Directive:
Write out all of these records again, requests included, and multiply every x and y coordinate in the answers by 2.3. Round each result to a whole number, with halves going up.

Supplied data:
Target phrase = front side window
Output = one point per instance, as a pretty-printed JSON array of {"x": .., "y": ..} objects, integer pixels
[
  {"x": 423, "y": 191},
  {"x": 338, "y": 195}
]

Written reply:
Target phrase = front side window
Output = one point per instance, as a pretty-printed JSON array of {"x": .., "y": ..} objects, integer pixels
[
  {"x": 973, "y": 439},
  {"x": 777, "y": 449}
]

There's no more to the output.